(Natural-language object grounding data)
---------------

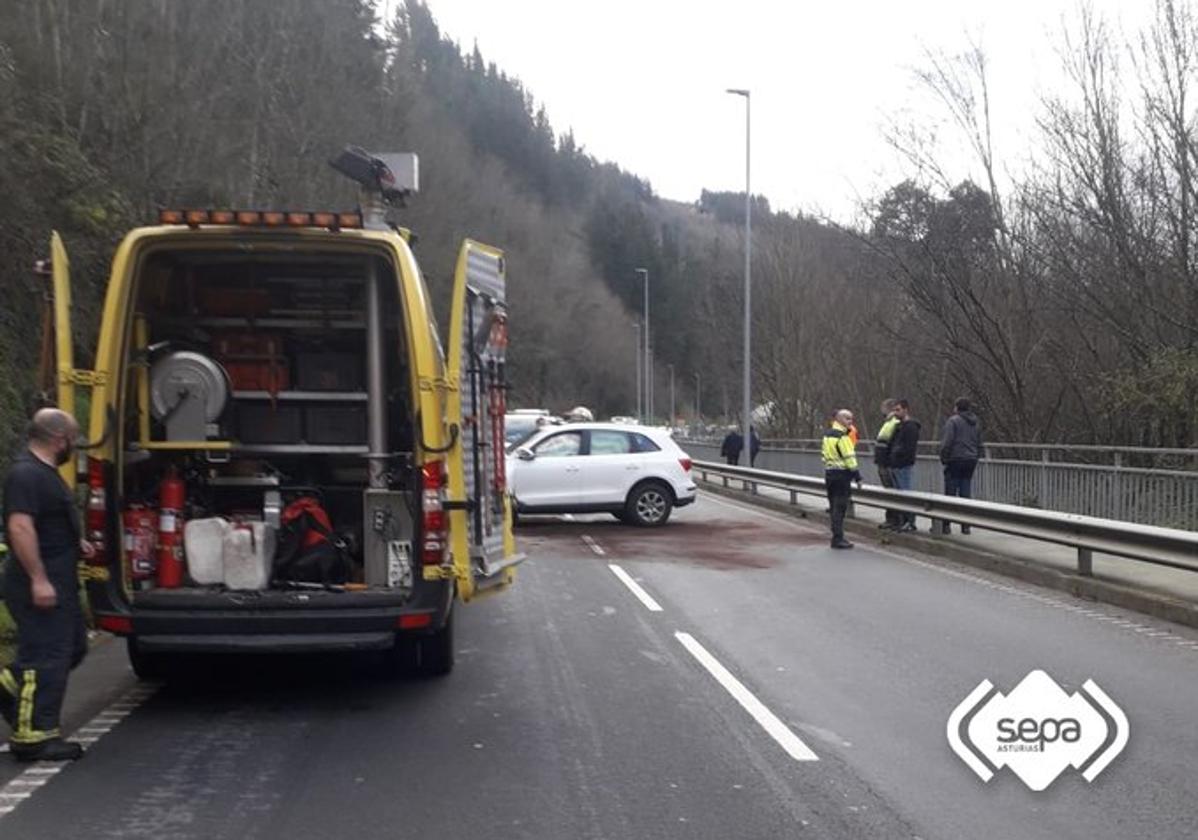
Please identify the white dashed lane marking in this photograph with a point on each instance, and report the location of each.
(636, 590)
(756, 709)
(32, 779)
(593, 545)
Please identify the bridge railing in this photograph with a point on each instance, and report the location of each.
(1165, 496)
(1163, 547)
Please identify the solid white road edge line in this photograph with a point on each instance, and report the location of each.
(31, 780)
(641, 594)
(767, 719)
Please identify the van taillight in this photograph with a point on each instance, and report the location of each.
(435, 542)
(96, 518)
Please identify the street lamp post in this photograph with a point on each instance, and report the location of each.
(746, 403)
(636, 360)
(672, 415)
(648, 364)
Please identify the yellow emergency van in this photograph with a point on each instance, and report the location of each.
(282, 457)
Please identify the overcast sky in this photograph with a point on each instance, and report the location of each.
(641, 82)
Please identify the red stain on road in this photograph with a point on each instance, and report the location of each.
(714, 543)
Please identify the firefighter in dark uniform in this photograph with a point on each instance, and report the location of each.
(840, 471)
(42, 590)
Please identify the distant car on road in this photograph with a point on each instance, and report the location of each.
(522, 422)
(637, 475)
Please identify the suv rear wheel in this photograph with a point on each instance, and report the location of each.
(649, 505)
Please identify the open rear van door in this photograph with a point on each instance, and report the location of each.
(480, 514)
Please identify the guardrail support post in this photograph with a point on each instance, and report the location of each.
(1085, 562)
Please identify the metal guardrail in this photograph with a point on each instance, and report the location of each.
(1163, 547)
(1161, 497)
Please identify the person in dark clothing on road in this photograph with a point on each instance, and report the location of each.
(903, 448)
(730, 449)
(840, 471)
(882, 458)
(42, 591)
(960, 449)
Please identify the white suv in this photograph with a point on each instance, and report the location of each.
(639, 475)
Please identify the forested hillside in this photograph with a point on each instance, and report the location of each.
(1065, 302)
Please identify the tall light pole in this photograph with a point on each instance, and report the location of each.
(636, 358)
(648, 364)
(672, 415)
(746, 403)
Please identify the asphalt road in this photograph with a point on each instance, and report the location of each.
(576, 711)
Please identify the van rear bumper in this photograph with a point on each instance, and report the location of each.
(340, 622)
(308, 642)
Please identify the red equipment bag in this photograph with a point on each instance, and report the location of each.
(308, 550)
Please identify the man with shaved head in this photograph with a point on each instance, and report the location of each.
(840, 471)
(42, 590)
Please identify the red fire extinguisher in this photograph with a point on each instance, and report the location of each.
(141, 541)
(171, 497)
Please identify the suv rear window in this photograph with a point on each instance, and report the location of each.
(642, 443)
(611, 443)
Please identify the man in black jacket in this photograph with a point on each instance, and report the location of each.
(903, 448)
(730, 448)
(42, 591)
(960, 451)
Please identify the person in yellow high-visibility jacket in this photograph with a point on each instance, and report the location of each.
(840, 471)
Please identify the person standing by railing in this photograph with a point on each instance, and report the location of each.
(960, 451)
(840, 471)
(730, 449)
(903, 449)
(882, 458)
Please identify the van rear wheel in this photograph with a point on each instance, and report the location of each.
(150, 666)
(435, 653)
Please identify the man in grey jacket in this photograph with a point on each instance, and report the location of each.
(960, 451)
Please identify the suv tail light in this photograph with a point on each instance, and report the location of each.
(435, 541)
(96, 519)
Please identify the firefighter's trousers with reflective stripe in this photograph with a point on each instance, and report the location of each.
(49, 644)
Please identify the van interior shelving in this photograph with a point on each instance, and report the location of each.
(288, 334)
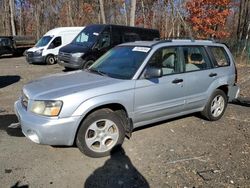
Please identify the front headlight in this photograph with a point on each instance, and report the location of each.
(39, 52)
(46, 108)
(77, 54)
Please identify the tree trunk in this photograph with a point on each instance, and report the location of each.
(102, 11)
(132, 13)
(125, 13)
(244, 13)
(12, 21)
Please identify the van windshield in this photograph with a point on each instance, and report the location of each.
(120, 62)
(88, 36)
(44, 41)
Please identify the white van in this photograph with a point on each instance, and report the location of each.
(47, 48)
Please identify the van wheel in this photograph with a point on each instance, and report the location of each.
(216, 106)
(50, 60)
(100, 133)
(88, 63)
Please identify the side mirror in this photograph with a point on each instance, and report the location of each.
(153, 72)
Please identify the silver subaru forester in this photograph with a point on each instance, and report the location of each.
(132, 85)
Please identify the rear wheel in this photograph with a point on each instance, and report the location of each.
(50, 60)
(100, 133)
(216, 106)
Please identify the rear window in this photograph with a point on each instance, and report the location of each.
(220, 56)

---------------

*Task item:*
Restate the data word for word, minus any images.

*Result for this task:*
Please identify the white dashed lane marking in this photograph with a point on each instance, and report the location of each.
(636, 590)
(756, 709)
(32, 779)
(593, 545)
Please identify the bridge railing in this photograph with a point on each instance, and report the location of each.
(1165, 496)
(1163, 547)
Please identify the solid white road edge line in this photograph with a point on each instance, and report the location of each.
(31, 780)
(641, 594)
(767, 719)
Please identify the van taillight in this photograph with a point on each instance, and report the location of each.
(435, 542)
(96, 518)
Please identify the street lamp post in this photograph with a point on each instance, and report the location of each.
(746, 403)
(636, 360)
(672, 415)
(648, 364)
Please identify the yellow emergency van in this photograph with a point on each instance, and report the location of each.
(282, 457)
Please identify the overcast sky in this photograph with a point on each instance, and report the location of each.
(641, 82)
Please identify the red stain on road in this photograph with a point on each instance, and report the location of each.
(714, 543)
Please identify the firefighter in dark uniform in this photograph with a point on each instance, and report the location of each.
(840, 471)
(42, 590)
Please identify the distant car on road in this photograph with a point on each instance, and report the location of each.
(522, 422)
(637, 475)
Please identify the suv rear wheel in this photograph with a point on each instance, and report the location of each.
(649, 505)
Please identify the open rear van door in this photograph with a point on each instance, and report the location of each.
(480, 514)
Please identify the guardrail support post in this photograph with a point on each instance, and report the location of each.
(1085, 562)
Please identify the metal guardrail in this photograph with a point on each instance, and report the location of each.
(1163, 547)
(1161, 497)
Please identify the person in dark clothing on road in this photograph with a point on each instance, and report the location of each.
(903, 448)
(730, 449)
(840, 471)
(882, 458)
(42, 591)
(960, 449)
Please identify the white suv in this photograph with a point on each instance, and report the location of each.
(639, 475)
Please identify the forested hillside in this photograph with a point on each instance, and report the location of each.
(1065, 302)
Please identify the tall light pole in this photograph with a point on each instance, and report the location of each.
(636, 358)
(648, 364)
(672, 415)
(746, 403)
Please identify the asphalt road in this photograph with a point on each instance, and report the location of each.
(576, 711)
Please identify the van rear bumper in this photograph with a point on each instance, and report the location of each.
(340, 622)
(308, 642)
Please identify the red equipment bag in this photograph with a point on each instance, and report the location of each.
(308, 550)
Please identify the man with shaved head in this photograph with a point on each instance, and report the location of each.
(840, 471)
(42, 590)
Please identify the red fire extinguisher in this photograph with a point on each instance, and report the location of each.
(141, 541)
(171, 497)
Please identify the suv rear window in this photograph with a point on each instance, and report the location of each.
(642, 443)
(611, 443)
Please identify the man in black jacket in this photograph with a point on each instance, and report the location of each.
(903, 448)
(730, 448)
(42, 591)
(960, 451)
Please identify the person in yellow high-visibility jacket in this photograph with a point on each instance, and report the location of each.
(840, 471)
Please identify the person standing by railing in this photograph with a point on each instance, and report the location of each.
(960, 451)
(840, 471)
(730, 449)
(903, 449)
(882, 458)
Please identify the van rear wheel in this photograph with a point on each instance, and report the location of each.
(150, 666)
(435, 653)
Please identify the man in grey jacket in this photograph with a point on each instance, and report the location of each.
(960, 451)
Please identify the suv tail light in this photograph with a point on each instance, and report the location of each.
(435, 541)
(96, 519)
Please identify the firefighter's trousers with reflective stripe in this photograph with a point on each instance, and report the location of each.
(49, 644)
Please identify the van interior shelving in this photograph with a point on each instance, and report the location of each.
(288, 334)
Please identify the front headlight in this photograph with a point on each instance, and report the location of each.
(39, 52)
(46, 108)
(77, 54)
Please identify the tree trunk in this photograph with a point on each instance, and report the location of each.
(102, 11)
(132, 13)
(125, 13)
(244, 13)
(12, 21)
Please identify the van windshield in this photograph with a point on each instance, and report the location of each.
(120, 62)
(88, 36)
(44, 41)
Please identify the white van in this photograph with a point on each instance, and report the location of each.
(47, 48)
Please identify the van wheel in this photograph with a point on each instance, and report the location of each.
(216, 106)
(50, 60)
(100, 133)
(88, 63)
Please identify the side mirror in this photograph with a point on each instance, and report the location of each.
(153, 72)
Please identify the silver subaru forester in this photograph with a point on each instance, and report the location of each.
(132, 85)
Please identify the rear wheel in this photograph with a point on each instance, and report the location of each.
(50, 60)
(100, 133)
(216, 106)
Please identify the rear window in this photograph with a point on each instance, and report the location of each.
(220, 56)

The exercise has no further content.